Task statement: Could you copy out all of the records below exactly, leaving out every picture?

Dataset excerpts:
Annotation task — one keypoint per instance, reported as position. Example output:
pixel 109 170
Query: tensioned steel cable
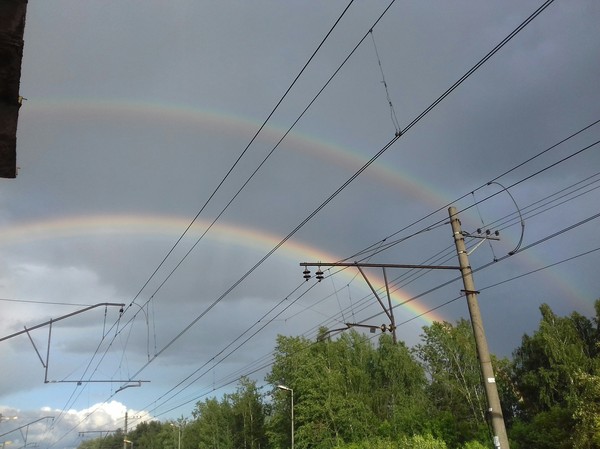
pixel 231 379
pixel 539 154
pixel 454 86
pixel 244 151
pixel 260 129
pixel 387 146
pixel 353 177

Answer space:
Annotation task — one keypoint per instance, reported as position. Example output:
pixel 109 170
Query: tensioned steel cable
pixel 231 379
pixel 539 154
pixel 454 86
pixel 244 151
pixel 260 129
pixel 387 146
pixel 353 177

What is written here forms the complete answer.